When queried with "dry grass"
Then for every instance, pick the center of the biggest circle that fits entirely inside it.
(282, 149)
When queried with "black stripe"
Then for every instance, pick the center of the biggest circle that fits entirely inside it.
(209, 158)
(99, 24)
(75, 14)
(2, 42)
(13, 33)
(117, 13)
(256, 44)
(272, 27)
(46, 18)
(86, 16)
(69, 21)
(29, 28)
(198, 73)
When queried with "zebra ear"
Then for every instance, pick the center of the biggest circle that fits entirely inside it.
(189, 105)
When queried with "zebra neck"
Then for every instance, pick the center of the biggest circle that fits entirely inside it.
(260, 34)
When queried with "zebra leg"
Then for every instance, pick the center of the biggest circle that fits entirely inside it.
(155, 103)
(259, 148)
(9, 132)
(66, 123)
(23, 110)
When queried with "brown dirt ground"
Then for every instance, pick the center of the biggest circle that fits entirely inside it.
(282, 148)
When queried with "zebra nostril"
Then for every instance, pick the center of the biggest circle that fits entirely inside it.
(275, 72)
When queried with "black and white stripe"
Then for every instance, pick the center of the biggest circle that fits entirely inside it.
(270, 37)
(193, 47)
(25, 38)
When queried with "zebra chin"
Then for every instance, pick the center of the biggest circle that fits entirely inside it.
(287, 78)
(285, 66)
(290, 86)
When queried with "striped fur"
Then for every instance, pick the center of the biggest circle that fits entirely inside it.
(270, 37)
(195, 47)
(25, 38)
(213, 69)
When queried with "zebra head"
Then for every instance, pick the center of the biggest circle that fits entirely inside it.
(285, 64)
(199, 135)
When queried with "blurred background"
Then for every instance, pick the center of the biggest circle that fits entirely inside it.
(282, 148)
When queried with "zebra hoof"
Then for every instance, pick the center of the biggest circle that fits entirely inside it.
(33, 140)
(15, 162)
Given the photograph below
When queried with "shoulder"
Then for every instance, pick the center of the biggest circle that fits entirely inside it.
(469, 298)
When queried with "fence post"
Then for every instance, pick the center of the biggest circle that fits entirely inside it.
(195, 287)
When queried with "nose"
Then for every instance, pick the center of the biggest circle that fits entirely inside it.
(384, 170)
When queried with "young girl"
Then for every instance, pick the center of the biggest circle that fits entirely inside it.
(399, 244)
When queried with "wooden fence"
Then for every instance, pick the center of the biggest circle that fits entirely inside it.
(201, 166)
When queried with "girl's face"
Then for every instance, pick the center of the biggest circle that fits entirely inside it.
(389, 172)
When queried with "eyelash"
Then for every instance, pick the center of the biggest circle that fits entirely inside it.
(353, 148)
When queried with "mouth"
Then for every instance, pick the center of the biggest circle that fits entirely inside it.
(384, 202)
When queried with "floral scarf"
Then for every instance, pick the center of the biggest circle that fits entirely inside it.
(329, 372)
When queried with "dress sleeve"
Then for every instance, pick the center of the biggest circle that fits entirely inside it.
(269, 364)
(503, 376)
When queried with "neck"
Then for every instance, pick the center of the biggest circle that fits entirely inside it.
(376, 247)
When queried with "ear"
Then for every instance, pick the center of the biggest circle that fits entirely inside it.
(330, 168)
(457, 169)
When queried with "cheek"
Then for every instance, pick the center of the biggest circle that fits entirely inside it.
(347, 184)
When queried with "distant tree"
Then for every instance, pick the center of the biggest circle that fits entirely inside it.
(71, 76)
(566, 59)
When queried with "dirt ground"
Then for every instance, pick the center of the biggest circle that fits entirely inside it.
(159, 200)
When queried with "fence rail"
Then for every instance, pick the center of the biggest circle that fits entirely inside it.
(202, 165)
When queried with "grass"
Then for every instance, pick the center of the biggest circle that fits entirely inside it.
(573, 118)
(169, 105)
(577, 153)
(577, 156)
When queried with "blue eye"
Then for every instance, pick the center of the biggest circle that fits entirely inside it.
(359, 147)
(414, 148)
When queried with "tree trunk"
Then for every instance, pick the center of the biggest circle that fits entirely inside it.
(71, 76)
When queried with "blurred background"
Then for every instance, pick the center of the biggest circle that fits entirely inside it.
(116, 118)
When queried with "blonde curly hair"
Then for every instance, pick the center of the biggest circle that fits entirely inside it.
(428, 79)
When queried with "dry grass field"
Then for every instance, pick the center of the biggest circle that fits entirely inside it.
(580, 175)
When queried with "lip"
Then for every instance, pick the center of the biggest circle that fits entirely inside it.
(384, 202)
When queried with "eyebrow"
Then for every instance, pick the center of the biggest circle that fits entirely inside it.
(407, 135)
◇ ◇ ◇
> Given request
Give the data again, exactly as it stands.

> Answer to this exercise
When queried with "dry grass"
Then for every instance, pick the center of the biggest circle that fits entirely inside it.
(282, 149)
When queried with "black stripe"
Then for every instance, pick the center of the biggest circle that fits entirely inside it.
(209, 158)
(99, 24)
(75, 14)
(2, 42)
(13, 33)
(117, 13)
(256, 44)
(272, 27)
(46, 18)
(86, 16)
(69, 21)
(29, 28)
(198, 73)
When queried with "zebra ear"
Then for every instance, pick the center of the biggest circle that fits entirely inside it.
(189, 105)
When queried with "zebra neck"
Then for every instance, pick the center of the biggest circle that fits entirely inside it.
(260, 34)
When queried with "zebra leg"
Then for every instance, pick the center of the biggest circle that fits entirely inside it.
(155, 103)
(259, 148)
(9, 132)
(66, 123)
(23, 110)
When queried with "brown dirt ground"
Then for every instance, pick the center of the biggest circle that fits entirely inside it.
(282, 148)
When queried with "zebra nostril"
Then for every instance, pick the center of the biggest circle that fits entirely inside it.
(275, 72)
When queried with "black and white stripe"
Then for every instance, pick the center of the biggest circle that fits entirely inside it.
(270, 37)
(193, 47)
(25, 38)
When queried with "zebra chin"
Then for every instance, pick the center of the biggest circle that fits entirely inside it.
(287, 78)
(285, 66)
(290, 86)
When queried with "striped fur"
Then for every instance, pick the center of the biggest circle that fits entirely inside it.
(270, 37)
(195, 47)
(25, 38)
(213, 69)
When queried with "zebra head"
Then for every instance, pick the center of the biggest circle that fits entirely inside it.
(285, 64)
(199, 135)
When queried with "blurred background"
Then for every instance, pick the center of the biggest circle that fits entirely inside it.
(282, 148)
When queried with "zebra hoof"
Then for every instance, pick the center of the biggest circle that fits entirely inside it.
(33, 140)
(15, 162)
Given the photograph below
When queried with "shoulder"
Then for every instance, pick the center of the biggest circle that fits entirely inside it.
(469, 298)
When queried with "fence post"
Then for every instance, pick the center of the biggest circle that fits entirely inside it.
(195, 287)
When queried with "nose"
Then for every instance, pick the center of the biggest circle that fits entirely inside it.
(384, 170)
When queried with "young girl"
Then for every instance, pick the center of the biggest circle that fits entirely inside it.
(399, 244)
When queried with "wooden fence"
Then for every instance, pick the center of the biggest circle that fits entirely inside it.
(201, 166)
When queried with "girl's face"
Then for every instance, pick the center of the biggest circle that fits entirely inside it.
(389, 172)
When queried with "eyelash"
Then for every instance, pick the center of the biggest circle that fits entirely inside it.
(353, 148)
When queried with "mouth"
Then for every instance, pick the center of the biggest circle that fits entirely inside it.
(384, 202)
When queried with "floral scarf"
Then for every instance, pick the center of the biggest circle that fits entirely inside it.
(329, 372)
When queried with "dress sleeve"
Then for every instance, pick the center of the biggest circle that fits entirely inside it.
(269, 364)
(503, 376)
When queried with "neck"
Then for every instance, pick the center of the biggest circle that fits entirely inside it.
(376, 247)
When queried with "ear"
Then for every instance, pick the center of the biggest circle that fits entirely inside it.
(330, 168)
(457, 169)
When queried with "cheek"
Then for every instance, pick the center of the biggest circle that fits entirely inside it.
(347, 184)
When queried with "distant tree"
Then for every instance, pick the center of the biggest circle that fits entirely inside it.
(71, 76)
(566, 59)
When queried with "dirt ground"
Then for every instance, pick the center of the biggest circle that fits entirely inside it.
(159, 200)
When queried with "fence rail"
Then for every instance, pick the center of the biggest circle that fits entirely inside it.
(202, 165)
When queried with "grass"
Then for every instance, pick the center of the biggest circle that fits entirely inside it.
(573, 118)
(169, 105)
(577, 153)
(577, 156)
When queried with "blue eye"
Then for every instance, pick the center of the biggest circle that fits entirely inside it.
(359, 147)
(414, 148)
When queried with "tree trunk"
Then for every instance, pick the center of the biggest circle that fits entirely inside it.
(71, 76)
When queried with "blurred background"
Then for every instance, pick the center of the biggest circle that fits entirely inside it.
(116, 118)
When queried with "blonde curly hair"
Then for every instance, pick the center of the biggest circle that fits entirely inside it.
(428, 79)
When queried with "dry grass field"
Then for every instance, pick the center of the biggest circle that fits entirely inside it.
(580, 175)
When queried with "lip"
Then for every instance, pick the center of the biggest circle that fits entirely inside it.
(384, 202)
When queried with "eyebrow"
Then for every instance, pick the center of the biggest circle that fits entirely inside it.
(407, 135)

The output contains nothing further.